→ **Tekstfragment**
= = =

13. Het beroep tegen het bestreden besluit 2 is gegrond. Het bestreden besluit moet worden vernietigd. De rechtbank ziet geen mogelijkheid om zelf in de zaak te voorzien, omdat verweerder eiser alsnog fysiek op spreekuur moet laten onderzoeken door de verzekeringsarts bezwaar en beroep dan wel alsnog een motivering dient te volgen als bedoeld in overweging 11. Verweerder moet een nieuwe beslissing op bezwaar nemen met inachtneming van deze uitspraak. De rechtbank ziet gelet op het voorgaande dan ook geen aanleiding een deskundige in te schakelen. De rechtbank stelt een termijn van acht weken voor het nemen van een nieuw besluit. De rechtbank merkt op dat deze termijn pas begint nadat de termijn om hoger beroep in te stellen ongebruikt is verstreken of, indien hoger beroep wordt ingesteld, nadat op het hoger beroep is beslist.
14. De rechtbank bepaalt dat verweerder aan eiser het door hem betaalde griffierecht vergoedt.

= = =

→ **Gegevensuittreksel**
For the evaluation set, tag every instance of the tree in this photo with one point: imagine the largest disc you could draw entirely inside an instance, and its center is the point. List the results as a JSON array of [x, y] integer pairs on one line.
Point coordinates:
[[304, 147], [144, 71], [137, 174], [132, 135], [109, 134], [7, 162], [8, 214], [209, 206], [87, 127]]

= = =

→ **Opdrachten**
**a.** Geef het stuk van de rechterlijke uitspraak dat begint bij "13. Het beroep" en eindigt bij "beroep is beslist." woord voor woord opnieuw weer.
**b.** Schrijf de rechterlijke uitspraak verder, aansluitend op de laatste zin die is weergegeven.

→ **Antwoorden**
**a.**
13. Het beroep tegen het bestreden besluit 2 is gegrond. Het bestreden besluit moet worden vernietigd. De rechtbank ziet geen mogelijkheid om zelf in de zaak te voorzien, omdat verweerder eiser alsnog fysiek op spreekuur moet laten onderzoeken door de verzekeringsarts bezwaar en beroep dan wel alsnog een motivering dient te volgen als bedoeld in overweging 11. Verweerder moet een nieuwe beslissing op bezwaar nemen met inachtneming van deze uitspraak. De rechtbank ziet gelet op het voorgaande dan ook geen aanleiding een deskundige in te schakelen. De rechtbank stelt een termijn van acht weken voor het nemen van een nieuw besluit. De rechtbank merkt op dat deze termijn pas begint nadat de termijn om hoger beroep in te stellen ongebruikt is verstreken of, indien hoger beroep wordt ingesteld, nadat op het hoger beroep is beslist.

**b.**
15. Daarnaast veroordeelt de rechtbank verweerder in de door eiser gemaakte proceskosten. Deze kosten stelt de rechtbank op grond van het besluit proceskosten bestuursrecht voor de door een derde beroepsmatig verleende rechtsbijstand vast op € 1.518,- (1 punt voor het indienen van het beroepschrift en 1 punt voor het verschijnen op de zitting met een waarde per punt van € 759,- en een wegingsfactor 1).

Beslissing

De rechtbank:
  • verklaart het beroep tegen het bestreden besluit 1 niet-ontvankelijk;
  • verklaart het beroep tegen het bestreden besluit 2 gegrond;
  • vernietigt het bestreden besluit 2;
  • draagt verweerder op binnen acht weken na het gezag van gewijsde krijgen van deze uitspraak een nieuwe beslissing op bezwaar te nemen met inachtneming van deze uitspraak;
  • draagt verweerder op het betaalde griffierecht van € 49,- aan eiser te vergoeden;
  • veroordeelt verweerder in de proceskosten van eiser tot een bedrag van € 1.518,-.
Deze uitspraak is gedaan door mr. J.H.M. van de Ven, rechter, in aanwezigheid van mr. I.N. van Soest, griffier
.De beslissing is in het openbaar uitgesproken op 16 maart 2022.
griffier
rechter
Afschrift verzonden aan partijen op:

Rechtsmiddel

Tegen deze uitspraak kan binnen zes weken na de dag van verzending daarvan hoger beroep worden ingesteld bij de Centrale Raad van Beroep. Als hoger beroep is ingesteld, kan bij de voorzieningenrechter van de hogerberoepsrechter worden verzocht om het treffen van een voorlopige voorziening.

Voetnoten

1.Wet werk en inkomen naar arbeidsvermogen.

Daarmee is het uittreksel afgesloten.